Items from a data source:
——————
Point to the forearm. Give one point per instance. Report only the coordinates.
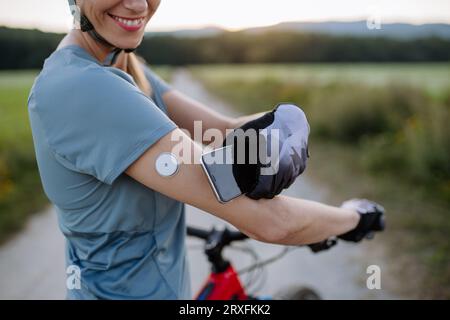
(238, 122)
(286, 220)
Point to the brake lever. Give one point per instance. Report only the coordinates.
(323, 245)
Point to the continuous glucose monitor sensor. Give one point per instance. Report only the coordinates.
——————
Every line above is to be duplicated exactly; no picture should be carried over.

Point to the forearm. Give one point per instance. Report only the coordinates.
(238, 122)
(286, 220)
Point to the brake lever. Give one point per instance. Report only the coordinates.
(323, 245)
Point to the continuous glucose monitor sensor. Give one point per instance. Report only the coordinates.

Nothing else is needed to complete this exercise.